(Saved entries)

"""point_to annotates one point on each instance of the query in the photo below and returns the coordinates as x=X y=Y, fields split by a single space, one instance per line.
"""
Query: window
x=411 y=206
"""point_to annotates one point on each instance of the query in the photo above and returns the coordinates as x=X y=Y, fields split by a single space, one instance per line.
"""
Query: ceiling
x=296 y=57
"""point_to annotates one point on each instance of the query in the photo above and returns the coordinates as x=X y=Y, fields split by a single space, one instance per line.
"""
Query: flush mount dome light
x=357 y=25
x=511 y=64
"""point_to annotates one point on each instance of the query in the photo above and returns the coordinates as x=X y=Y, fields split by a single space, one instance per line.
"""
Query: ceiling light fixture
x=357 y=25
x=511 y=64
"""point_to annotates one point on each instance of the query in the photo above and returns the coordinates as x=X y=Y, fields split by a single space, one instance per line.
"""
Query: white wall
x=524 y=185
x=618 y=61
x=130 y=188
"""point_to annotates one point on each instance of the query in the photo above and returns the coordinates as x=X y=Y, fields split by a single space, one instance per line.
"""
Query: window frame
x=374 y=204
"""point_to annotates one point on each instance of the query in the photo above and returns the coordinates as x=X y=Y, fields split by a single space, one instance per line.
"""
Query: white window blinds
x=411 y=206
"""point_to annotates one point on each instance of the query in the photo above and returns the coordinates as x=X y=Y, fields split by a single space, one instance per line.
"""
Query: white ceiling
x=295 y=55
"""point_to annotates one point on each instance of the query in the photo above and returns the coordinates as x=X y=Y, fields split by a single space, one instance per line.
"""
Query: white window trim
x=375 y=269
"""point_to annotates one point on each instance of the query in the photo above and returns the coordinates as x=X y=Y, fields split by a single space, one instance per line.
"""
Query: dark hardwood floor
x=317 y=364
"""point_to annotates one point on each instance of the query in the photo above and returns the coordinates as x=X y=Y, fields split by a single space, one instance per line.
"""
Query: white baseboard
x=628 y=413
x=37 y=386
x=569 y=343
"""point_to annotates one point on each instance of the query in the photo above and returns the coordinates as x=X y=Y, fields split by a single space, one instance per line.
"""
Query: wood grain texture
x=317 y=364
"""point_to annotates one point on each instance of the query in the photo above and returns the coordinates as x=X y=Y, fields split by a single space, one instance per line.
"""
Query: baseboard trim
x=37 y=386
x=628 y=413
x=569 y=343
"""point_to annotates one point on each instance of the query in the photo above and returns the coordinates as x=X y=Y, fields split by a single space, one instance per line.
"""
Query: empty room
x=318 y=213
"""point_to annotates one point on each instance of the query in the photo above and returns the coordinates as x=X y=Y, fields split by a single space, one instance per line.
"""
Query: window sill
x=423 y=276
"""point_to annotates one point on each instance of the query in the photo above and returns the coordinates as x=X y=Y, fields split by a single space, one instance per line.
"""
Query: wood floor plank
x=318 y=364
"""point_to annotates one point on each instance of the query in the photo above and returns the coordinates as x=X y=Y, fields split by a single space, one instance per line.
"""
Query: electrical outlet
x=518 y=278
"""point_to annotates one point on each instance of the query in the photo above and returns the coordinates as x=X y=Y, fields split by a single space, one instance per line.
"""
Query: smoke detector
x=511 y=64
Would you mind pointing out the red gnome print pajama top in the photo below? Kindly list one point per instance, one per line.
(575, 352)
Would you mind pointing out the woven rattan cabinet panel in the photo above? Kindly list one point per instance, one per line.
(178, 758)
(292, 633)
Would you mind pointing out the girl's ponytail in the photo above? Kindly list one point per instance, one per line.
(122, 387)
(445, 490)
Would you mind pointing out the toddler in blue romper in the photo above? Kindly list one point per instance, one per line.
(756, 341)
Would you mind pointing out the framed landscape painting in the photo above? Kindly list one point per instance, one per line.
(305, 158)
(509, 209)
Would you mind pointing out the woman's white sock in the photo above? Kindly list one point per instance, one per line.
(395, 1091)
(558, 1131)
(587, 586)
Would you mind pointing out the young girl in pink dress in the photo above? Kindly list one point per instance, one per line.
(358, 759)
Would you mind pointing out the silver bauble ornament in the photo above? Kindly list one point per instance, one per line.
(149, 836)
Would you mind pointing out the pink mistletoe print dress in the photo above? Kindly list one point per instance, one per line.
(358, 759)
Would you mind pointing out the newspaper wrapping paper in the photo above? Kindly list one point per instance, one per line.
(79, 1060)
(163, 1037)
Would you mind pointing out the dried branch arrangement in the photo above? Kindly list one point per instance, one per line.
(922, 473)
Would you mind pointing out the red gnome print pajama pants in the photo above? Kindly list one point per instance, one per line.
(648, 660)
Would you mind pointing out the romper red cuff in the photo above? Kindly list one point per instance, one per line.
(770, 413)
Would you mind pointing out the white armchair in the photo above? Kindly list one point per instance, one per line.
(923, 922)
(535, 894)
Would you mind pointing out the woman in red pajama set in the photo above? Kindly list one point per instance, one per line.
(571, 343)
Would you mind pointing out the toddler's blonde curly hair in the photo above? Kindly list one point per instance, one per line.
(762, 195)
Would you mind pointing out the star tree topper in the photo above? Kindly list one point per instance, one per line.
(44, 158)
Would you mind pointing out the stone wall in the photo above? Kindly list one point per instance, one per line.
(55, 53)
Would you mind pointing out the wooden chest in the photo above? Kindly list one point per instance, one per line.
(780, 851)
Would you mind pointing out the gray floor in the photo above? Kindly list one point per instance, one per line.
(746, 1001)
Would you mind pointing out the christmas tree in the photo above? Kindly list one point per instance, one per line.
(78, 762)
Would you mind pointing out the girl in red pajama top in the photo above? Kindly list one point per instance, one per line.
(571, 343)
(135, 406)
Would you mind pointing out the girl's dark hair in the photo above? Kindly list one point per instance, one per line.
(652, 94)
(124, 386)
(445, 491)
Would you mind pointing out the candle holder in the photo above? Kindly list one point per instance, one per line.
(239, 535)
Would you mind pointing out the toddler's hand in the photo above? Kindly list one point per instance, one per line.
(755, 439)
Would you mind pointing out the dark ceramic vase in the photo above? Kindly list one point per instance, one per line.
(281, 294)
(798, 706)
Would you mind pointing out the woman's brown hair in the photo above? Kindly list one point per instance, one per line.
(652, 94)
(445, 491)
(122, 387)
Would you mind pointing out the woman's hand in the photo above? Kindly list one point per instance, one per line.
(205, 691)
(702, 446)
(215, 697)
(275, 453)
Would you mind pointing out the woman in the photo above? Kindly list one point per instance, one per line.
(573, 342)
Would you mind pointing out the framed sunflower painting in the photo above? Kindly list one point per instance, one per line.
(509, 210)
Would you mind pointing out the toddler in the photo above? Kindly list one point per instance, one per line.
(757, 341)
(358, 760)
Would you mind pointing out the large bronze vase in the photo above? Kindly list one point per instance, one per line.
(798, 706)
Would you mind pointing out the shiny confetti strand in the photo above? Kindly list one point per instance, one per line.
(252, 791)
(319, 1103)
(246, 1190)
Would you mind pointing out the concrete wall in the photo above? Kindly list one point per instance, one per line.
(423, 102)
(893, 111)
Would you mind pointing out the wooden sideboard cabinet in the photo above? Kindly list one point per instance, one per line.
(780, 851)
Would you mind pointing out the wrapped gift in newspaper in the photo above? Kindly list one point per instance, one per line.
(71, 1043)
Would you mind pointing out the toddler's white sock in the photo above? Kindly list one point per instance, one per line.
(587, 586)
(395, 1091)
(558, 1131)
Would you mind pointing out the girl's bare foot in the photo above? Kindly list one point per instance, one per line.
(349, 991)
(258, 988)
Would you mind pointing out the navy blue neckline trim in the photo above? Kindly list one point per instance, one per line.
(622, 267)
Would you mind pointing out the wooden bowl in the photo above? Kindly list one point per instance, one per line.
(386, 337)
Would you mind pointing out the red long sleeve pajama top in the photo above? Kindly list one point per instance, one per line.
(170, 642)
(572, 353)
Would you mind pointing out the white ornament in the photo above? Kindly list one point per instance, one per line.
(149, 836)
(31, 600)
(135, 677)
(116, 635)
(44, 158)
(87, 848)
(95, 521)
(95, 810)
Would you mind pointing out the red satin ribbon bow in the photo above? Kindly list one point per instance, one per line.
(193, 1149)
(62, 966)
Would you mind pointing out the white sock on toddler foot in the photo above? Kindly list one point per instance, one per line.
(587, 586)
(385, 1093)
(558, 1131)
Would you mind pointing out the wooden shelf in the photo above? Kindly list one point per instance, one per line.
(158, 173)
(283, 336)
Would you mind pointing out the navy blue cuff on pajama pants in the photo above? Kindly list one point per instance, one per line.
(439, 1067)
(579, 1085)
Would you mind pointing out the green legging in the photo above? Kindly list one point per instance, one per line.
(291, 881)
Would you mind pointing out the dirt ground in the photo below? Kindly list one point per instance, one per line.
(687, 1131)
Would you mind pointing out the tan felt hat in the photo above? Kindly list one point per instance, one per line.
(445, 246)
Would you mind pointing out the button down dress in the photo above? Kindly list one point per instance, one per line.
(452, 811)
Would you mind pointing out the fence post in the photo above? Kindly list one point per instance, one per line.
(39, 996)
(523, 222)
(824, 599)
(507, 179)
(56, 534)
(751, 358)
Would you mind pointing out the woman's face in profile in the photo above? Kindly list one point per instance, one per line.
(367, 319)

◆ **Problem**
Your output must contain exactly the lines from the one containing "Would you mind pointing out the button" to the final line of the data above, and no other text.

◆ **Exercise result**
Would you mind pointing out the button down dress in the photo above? Kindly list one point per instance, one per line.
(452, 811)
Would you mind pointing out the fence post in the photo above? Kindly list one point per instance, one per line.
(39, 996)
(523, 222)
(824, 599)
(507, 179)
(56, 534)
(751, 358)
Would you mind pointing out the woman's face in profile in the photo above? Kindly list one point per instance, one per line.
(367, 319)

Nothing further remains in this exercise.